> **EXERCISE OBJECTIVE**: The records below should be set down in full, please, without any change.

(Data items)
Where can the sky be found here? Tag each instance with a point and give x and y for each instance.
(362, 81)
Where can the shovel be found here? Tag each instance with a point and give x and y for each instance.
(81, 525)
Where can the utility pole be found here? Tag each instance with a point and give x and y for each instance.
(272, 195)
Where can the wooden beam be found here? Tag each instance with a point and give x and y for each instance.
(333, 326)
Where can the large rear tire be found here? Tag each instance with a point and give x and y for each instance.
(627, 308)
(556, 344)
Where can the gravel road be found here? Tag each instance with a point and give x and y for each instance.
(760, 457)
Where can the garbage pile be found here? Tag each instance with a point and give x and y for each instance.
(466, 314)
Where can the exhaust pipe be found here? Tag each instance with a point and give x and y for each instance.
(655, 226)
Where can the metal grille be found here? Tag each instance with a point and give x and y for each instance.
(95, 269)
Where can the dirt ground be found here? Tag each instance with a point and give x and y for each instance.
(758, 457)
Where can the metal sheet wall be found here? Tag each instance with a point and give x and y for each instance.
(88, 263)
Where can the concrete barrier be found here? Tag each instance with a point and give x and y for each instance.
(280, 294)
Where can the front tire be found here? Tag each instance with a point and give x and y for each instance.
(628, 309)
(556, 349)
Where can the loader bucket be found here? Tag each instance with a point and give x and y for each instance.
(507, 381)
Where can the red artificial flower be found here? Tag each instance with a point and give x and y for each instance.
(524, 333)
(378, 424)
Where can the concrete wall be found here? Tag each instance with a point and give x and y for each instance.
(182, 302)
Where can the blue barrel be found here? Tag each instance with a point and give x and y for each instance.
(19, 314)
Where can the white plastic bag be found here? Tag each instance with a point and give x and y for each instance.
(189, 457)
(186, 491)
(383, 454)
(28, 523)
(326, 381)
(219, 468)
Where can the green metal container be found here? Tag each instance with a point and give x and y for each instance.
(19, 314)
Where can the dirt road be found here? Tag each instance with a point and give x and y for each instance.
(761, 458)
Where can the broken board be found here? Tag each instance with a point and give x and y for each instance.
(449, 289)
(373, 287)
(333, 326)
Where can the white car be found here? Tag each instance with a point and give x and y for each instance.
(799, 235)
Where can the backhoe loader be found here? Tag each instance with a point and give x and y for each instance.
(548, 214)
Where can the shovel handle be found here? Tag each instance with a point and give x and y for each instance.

> **YOUR SOLUTION**:
Where can the sky be found here? Tag each instance with a point and give x and y for each instance.
(362, 81)
Where can the shovel be found here? Tag each instance with a point and give x and y for each instance.
(81, 525)
Where can the utility pole be found here? Tag each instance with a point and give x and y for each instance.
(272, 195)
Where can the wooden beam be found here? Tag each instance with a point and give x and y for each instance.
(333, 326)
Where can the large rear tire be found here? Tag each instance with a point and give x and y for each instance.
(627, 308)
(556, 344)
Where can the gravel road be found here? Tag each instance with a point and give x and y for each instance.
(760, 457)
Where can the garbage pile be found here? Tag each instance with a point and give x and y for each instance.
(466, 314)
Where can the exhaust pipe be found here? Tag each instance with a point and give x and y for each instance.
(655, 226)
Where can the metal grille be found here? Tag each instance with a point and give x and y for each instance.
(95, 269)
Where can the dirt ground be found here? Tag each instance with a point and give x and y for each instance.
(758, 457)
Where can the metal sheet wall be found here? Tag each instance with a point and give x and y for each instance.
(88, 263)
Where can the concrete barrier be found here? Tag each instance with a point and give x and y for each instance.
(280, 294)
Where can the front tire be found here? Tag each instance with a point and give x and y for each instance.
(628, 309)
(556, 349)
Where can the loader bucket be found here? Tag each instance with a point and give x and y for each instance.
(507, 381)
Where can the red artificial flower be found here? Tag each instance with a point and give x and y for each instance.
(524, 333)
(378, 424)
Where can the concrete wall be found here? Tag each instance with a point and give x and y for each instance.
(182, 302)
Where can the blue barrel be found here? Tag each instance with a point and give x and y for each instance.
(19, 314)
Where can the white plastic bag be found here? Tag each instance with a point and give x and y for each instance.
(189, 457)
(186, 491)
(383, 454)
(28, 523)
(326, 381)
(219, 468)
Where can the green metal container be found here? Tag each instance with a point and give x and y for each instance.
(19, 314)
Where can the dirt road be found here? Tag each instance with a point and give x and y for each instance.
(761, 458)
Where can the broken board be found here? Tag each instance with a point and give x and y for each instance.
(449, 289)
(373, 287)
(333, 326)
Where can the white car be found here? Tag each instance with a point and give x and y for each instance.
(799, 235)
Where can the backhoe loader be found here? Tag each instance with a point and give x and y for each instance.
(548, 214)
Where can the shovel handle be found here? Tag each instance with a point and give x and y for each instance.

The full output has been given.